Starting with the line that has "Task: tag every instance of the player lying" in it, repeat every line through the last one, word for word, and give nothing more.

---

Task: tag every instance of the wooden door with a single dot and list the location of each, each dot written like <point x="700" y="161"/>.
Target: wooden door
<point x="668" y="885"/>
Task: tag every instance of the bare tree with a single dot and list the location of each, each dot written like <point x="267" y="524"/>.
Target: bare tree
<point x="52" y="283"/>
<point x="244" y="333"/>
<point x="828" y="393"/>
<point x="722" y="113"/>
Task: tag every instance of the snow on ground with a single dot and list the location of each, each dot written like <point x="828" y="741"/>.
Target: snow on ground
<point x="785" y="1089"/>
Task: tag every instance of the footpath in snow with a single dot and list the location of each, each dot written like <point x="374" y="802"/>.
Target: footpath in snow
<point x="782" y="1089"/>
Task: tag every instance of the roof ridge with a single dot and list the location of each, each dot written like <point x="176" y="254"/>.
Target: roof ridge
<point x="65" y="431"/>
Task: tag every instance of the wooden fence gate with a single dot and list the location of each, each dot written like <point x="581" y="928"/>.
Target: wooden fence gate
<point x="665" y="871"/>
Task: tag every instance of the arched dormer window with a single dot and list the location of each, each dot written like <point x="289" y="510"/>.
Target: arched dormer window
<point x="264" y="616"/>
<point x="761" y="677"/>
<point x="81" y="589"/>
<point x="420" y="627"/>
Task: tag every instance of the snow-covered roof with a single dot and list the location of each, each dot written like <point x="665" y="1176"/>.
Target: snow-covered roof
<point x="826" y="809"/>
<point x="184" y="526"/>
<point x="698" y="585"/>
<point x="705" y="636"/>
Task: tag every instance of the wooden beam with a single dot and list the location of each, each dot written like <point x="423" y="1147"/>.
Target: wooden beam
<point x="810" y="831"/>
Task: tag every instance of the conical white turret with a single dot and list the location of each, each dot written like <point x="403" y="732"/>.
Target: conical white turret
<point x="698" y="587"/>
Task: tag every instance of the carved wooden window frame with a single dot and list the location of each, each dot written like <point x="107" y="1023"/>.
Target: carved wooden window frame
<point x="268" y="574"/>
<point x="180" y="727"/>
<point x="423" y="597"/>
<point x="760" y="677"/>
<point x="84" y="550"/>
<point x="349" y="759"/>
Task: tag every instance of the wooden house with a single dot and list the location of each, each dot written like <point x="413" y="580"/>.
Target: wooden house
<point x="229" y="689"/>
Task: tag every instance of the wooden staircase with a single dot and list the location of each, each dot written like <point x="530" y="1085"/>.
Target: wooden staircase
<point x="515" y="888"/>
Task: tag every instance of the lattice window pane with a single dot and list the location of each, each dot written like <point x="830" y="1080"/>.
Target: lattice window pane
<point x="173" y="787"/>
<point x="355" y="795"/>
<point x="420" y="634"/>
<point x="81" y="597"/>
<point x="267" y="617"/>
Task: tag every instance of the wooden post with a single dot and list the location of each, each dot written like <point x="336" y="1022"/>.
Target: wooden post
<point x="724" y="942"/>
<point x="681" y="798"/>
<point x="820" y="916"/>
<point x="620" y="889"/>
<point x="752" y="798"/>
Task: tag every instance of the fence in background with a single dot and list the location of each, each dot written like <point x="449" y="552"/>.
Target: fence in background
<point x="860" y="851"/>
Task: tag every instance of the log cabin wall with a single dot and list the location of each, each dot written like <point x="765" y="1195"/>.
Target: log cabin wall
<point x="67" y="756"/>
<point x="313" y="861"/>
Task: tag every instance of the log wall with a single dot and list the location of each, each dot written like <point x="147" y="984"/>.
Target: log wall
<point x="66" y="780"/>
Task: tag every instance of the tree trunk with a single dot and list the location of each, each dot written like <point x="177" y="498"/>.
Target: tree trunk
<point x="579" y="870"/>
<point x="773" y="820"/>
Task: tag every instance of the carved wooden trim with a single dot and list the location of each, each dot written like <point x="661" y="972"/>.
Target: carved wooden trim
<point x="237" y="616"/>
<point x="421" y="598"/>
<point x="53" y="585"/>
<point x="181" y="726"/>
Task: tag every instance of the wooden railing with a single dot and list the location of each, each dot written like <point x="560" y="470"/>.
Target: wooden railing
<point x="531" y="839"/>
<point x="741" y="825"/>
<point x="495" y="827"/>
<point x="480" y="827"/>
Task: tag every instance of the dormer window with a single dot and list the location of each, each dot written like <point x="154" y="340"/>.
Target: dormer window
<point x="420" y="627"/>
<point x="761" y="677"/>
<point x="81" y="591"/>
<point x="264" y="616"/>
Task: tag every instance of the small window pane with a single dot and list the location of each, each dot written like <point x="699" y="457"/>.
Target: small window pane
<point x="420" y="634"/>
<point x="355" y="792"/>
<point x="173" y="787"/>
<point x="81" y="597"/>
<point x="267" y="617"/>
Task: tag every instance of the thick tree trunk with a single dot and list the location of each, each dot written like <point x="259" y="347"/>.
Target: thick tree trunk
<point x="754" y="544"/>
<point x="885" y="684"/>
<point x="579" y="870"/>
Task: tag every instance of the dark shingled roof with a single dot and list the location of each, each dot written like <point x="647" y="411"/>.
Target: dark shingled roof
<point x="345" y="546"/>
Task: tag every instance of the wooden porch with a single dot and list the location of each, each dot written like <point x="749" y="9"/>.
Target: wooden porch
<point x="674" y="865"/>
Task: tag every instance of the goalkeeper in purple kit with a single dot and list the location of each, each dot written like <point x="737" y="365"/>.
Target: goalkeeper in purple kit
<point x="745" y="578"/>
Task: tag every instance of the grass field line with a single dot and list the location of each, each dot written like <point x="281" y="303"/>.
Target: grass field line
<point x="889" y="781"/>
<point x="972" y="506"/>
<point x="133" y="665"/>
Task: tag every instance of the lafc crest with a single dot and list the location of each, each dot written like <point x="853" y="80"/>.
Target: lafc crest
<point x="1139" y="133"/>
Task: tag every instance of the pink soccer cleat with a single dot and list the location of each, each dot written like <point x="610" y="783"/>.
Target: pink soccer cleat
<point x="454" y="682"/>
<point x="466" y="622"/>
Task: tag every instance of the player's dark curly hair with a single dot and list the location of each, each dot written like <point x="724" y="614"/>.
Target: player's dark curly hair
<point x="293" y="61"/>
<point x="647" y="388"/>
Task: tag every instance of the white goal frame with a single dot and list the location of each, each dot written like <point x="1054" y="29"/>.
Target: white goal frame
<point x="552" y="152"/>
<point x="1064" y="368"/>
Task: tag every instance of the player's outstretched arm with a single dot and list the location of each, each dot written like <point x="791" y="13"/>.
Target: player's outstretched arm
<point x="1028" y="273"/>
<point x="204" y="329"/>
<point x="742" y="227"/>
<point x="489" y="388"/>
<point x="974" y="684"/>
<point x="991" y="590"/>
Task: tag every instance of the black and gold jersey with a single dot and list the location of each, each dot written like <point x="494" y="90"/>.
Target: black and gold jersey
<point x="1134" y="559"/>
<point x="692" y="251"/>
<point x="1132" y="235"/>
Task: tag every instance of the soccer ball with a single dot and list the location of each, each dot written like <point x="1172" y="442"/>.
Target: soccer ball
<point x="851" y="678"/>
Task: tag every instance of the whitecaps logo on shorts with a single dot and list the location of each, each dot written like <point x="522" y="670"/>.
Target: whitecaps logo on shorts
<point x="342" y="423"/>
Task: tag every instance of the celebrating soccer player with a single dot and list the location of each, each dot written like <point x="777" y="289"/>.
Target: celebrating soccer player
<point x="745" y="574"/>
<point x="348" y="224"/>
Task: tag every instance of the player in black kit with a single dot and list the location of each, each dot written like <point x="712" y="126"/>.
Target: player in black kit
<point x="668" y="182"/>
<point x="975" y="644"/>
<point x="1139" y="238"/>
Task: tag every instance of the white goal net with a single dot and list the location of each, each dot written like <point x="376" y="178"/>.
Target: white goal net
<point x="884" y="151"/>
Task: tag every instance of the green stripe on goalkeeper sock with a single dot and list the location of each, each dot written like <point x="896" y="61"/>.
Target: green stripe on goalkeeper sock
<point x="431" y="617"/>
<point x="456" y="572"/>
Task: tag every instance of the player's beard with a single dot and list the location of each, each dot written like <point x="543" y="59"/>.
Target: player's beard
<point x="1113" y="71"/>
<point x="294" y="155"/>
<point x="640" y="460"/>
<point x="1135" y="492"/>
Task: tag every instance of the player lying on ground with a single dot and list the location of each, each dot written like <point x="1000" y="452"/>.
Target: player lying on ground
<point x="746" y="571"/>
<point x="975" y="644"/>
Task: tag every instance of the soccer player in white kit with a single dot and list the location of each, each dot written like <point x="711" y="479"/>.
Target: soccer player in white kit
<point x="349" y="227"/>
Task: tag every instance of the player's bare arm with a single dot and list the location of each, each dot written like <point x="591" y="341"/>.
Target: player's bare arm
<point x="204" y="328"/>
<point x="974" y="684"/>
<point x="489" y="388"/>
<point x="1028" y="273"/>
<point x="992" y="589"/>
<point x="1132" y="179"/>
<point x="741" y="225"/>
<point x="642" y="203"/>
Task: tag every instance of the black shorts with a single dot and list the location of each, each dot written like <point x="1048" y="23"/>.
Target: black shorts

---

• Response to this exercise:
Task: tag every instance of the player lying on ground with a single dot and list the location of each, each dot written like <point x="1000" y="452"/>.
Target: player lying on ground
<point x="746" y="571"/>
<point x="975" y="644"/>
Task: tag every instance of the soccer player in white kit with a single dot and list the location of each, each dot written like <point x="711" y="479"/>.
Target: soccer player in white kit
<point x="349" y="227"/>
Task: tag every instance of the player's bare arm with a single dot and list the location of each, each dot written like <point x="591" y="341"/>.
Target: player's bare arm
<point x="204" y="328"/>
<point x="974" y="684"/>
<point x="489" y="388"/>
<point x="1028" y="273"/>
<point x="992" y="589"/>
<point x="1132" y="179"/>
<point x="741" y="225"/>
<point x="642" y="203"/>
Task: tag every instance of the black shorts with a single dot and list the location of each, each dot written like <point x="1048" y="23"/>.
Target: black shorts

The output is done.